Improving communication skills, or the end of PowerPoint as we know it?

June 6, 2018


Being able to make a presentation which looks amazing, taking it out there and presenting it has become an increasingly important skill for any employee. We’ve decided to look at PowerPoint, still popular after several decades, as well as newer and more effective presentation tools.    

When PowerPoint first appeared almost 30 years ago (imagine!), it was truly revolutionary. It allowed for the combining of text, graphics and numerical data in one presentation. When purchased for $14 million from Forethought Inc., it was Microsoft’s first acquisition. It has been installed by users more than one billion times and is so influential that it has become the de facto term for any type of presentation, especially within the corporate world.

Yet PowerPoint has been widely criticised for its impact on presentation styles, the ways in which companies conduct meetings and make decisions, as well as declining literacy levels among students, as it has also become popular in colleges and universities all over the world. As online comments tend to split in two schools of opinion about PowerPoint — devoted fans and angry haters — we analyse how trends in presentation have changed, and how to get the best out of the available alternatives.

Compared to 1990, there are many PowerPoint alternatives to choose from today. They’re worth trying, not just to amuse yourself and impress your audience, but also because the tools we use influence the way we think and structure our material and messages.

__Data section__:
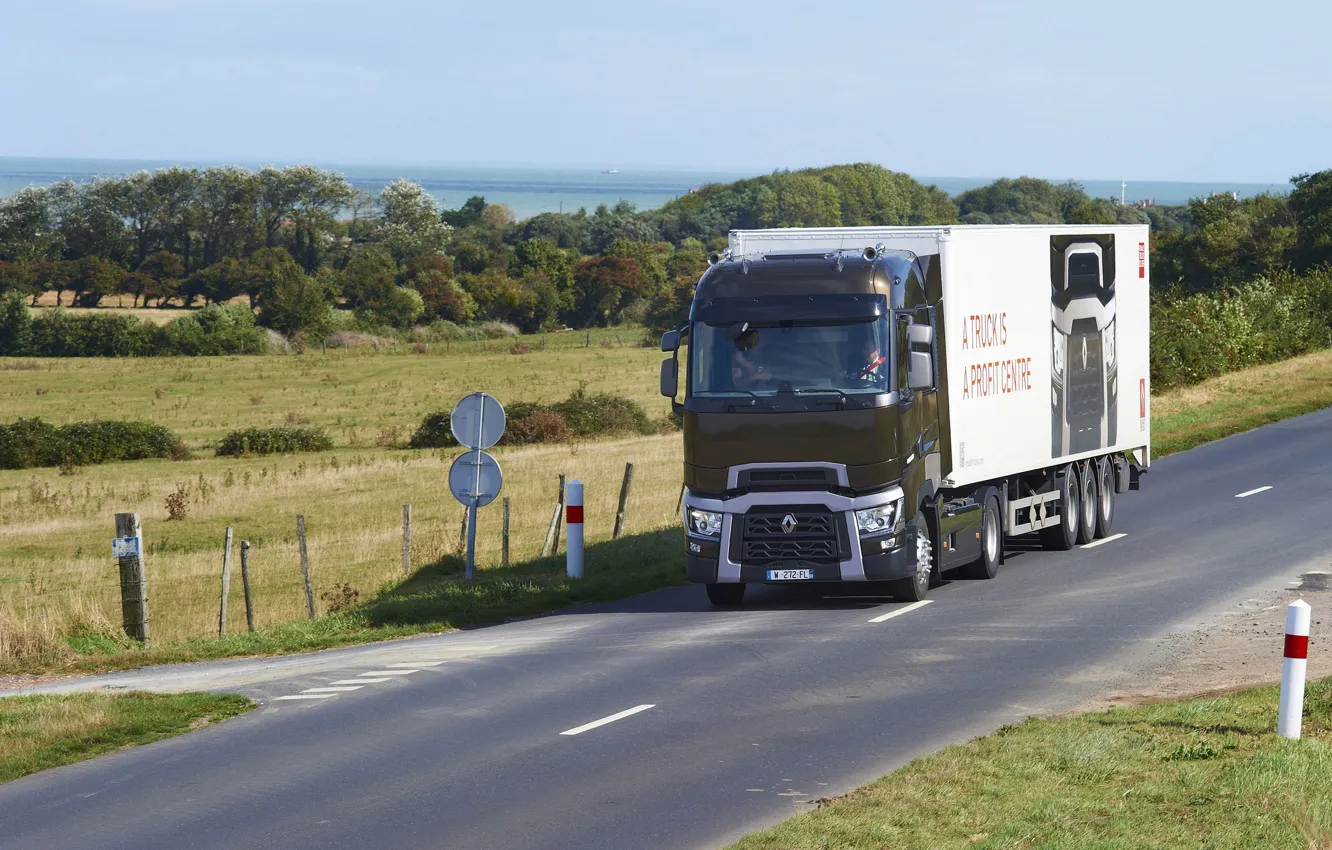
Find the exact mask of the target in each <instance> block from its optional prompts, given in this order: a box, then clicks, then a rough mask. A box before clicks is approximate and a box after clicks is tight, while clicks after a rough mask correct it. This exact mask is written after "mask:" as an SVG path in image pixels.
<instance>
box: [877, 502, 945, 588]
mask: <svg viewBox="0 0 1332 850" xmlns="http://www.w3.org/2000/svg"><path fill="white" fill-rule="evenodd" d="M915 533H916V572H915V576H907V577H906V578H898V580H895V581H890V582H888V593H891V594H892V598H894V600H896V601H898V602H919V601H922V600H923V598H924V597H926V594H927V593H930V581H931V578H932V573H934V544H932V542H930V524H928V522H927V521H926V517H924V513H923V512H922V513H919V514H916V521H915Z"/></svg>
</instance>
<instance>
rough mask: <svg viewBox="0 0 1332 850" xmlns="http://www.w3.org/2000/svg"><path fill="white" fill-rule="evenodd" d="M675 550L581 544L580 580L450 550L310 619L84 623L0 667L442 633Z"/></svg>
mask: <svg viewBox="0 0 1332 850" xmlns="http://www.w3.org/2000/svg"><path fill="white" fill-rule="evenodd" d="M678 556H679V532H677V530H674V529H669V530H658V532H649V533H642V534H631V536H626V537H621V538H619V540H614V541H605V542H601V544H594V545H589V546H587V549H586V560H585V578H582V580H581V581H577V582H573V581H569V580H567V578H566V577H565V558H563V556H562V554H561V556H557V557H549V558H541V560H535V561H529V562H526V564H518V565H514V566H510V568H492V569H488V570H478V573H477V578H476V580H473V581H462V576H464V564H462V561H461V560H460V558H457V557H453V556H449V557H445V558H442V560H441V561H438V562H436V564H433V565H430V566H426V568H422V569H420V570H417V572H416V573H413V574H412V576H410V577H409V578H406V580H404V581H401V582H397V584H394V585H389V586H386V588H385V589H384V590H382V592H381V593H380V594H377V596H376V597H374V598H373V600H370V601H369V602H366V604H364V605H353V606H350V608H348V609H344V610H338V612H336V613H332V614H326V616H324V617H318V618H314V620H293V621H289V622H284V624H278V625H274V626H272V628H268V629H260V630H257V632H253V633H250V632H241V633H237V634H228V636H225V637H220V638H218V637H209V638H192V639H178V641H164V642H161V643H155V645H151V646H148V647H143V646H140V645H139V643H136V642H133V641H131V639H128V638H125V637H124V636H120V634H116V633H113V632H109V630H103V632H88V630H85V632H80V633H75V634H71V636H63V637H60V638H57V639H55V641H52V642H49V643H48V645H47V647H45V649H44V651H43V650H35V651H29V653H25V654H16V655H12V657H9V658H7V659H4V661H3V662H0V673H7V674H39V673H52V671H63V673H96V671H108V670H128V669H133V667H140V666H144V665H155V663H180V662H188V661H208V659H213V658H234V657H244V655H273V654H284V653H301V651H313V650H320V649H330V647H336V646H346V645H352V643H366V642H370V641H384V639H390V638H398V637H408V636H412V634H422V633H438V632H449V630H452V629H458V628H462V626H470V625H481V624H493V622H500V621H503V620H509V618H517V617H533V616H537V614H545V613H549V612H553V610H555V609H561V608H566V606H569V605H577V604H587V602H609V601H613V600H622V598H625V597H629V596H634V594H637V593H645V592H647V590H655V589H659V588H666V586H670V585H678V584H683V582H685V576H683V570H681V569H679V565H678V560H679V558H678Z"/></svg>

__Task list__:
(A) According to the article on PowerPoint, how much did Microsoft pay for PowerPoint, and from which company did it buy it?
(B) Carry on the article on PowerPoint from its final sentence.
The data above comes from a separate source and is unrelated to the article on PowerPoint.

__Task-by-task results__:
(A) $14 million, from Forethought Inc.

(B)
Google Slides, for example, offers a familiar PPT look, and adds valuable online accessibility and collaboration possibilities. Haiku Deck is an option for iPad users, who don’t want to completely ditch slides but are bored with seeing the same backgrounds, fonts and word art.

If you’re ready to go one step further from the traditional PowerPoint style, try Prezi, one of the most popular alternatives on the market. It is loved by users for its non-linear approach to storytelling — it starts with a huge blank space, and a zoom to navigate through the presentation. However, unlike Google Slides, Prezi is free only in its basic version, and the upgrade for commercial users is quite expensive. Looking for more? Bloggers and presentation freaks have created long lists of interesting apps and tools to experiment with.

However, foregoing PowerPoint is not the only way to improve the quality and persuasiveness of your presentations, nor does using another software guarantee success. Regardless of your preferred tools, notable improvements or changes can be achieved by carefully designing your actual talk, which, as many argue, should be seen as the main mode of communicating your message and more importantly than the visuals. Clear messages, vivid examples, interaction with the audience and good humour have always been the bulwarks of getting your point across — with or without PowerPoint.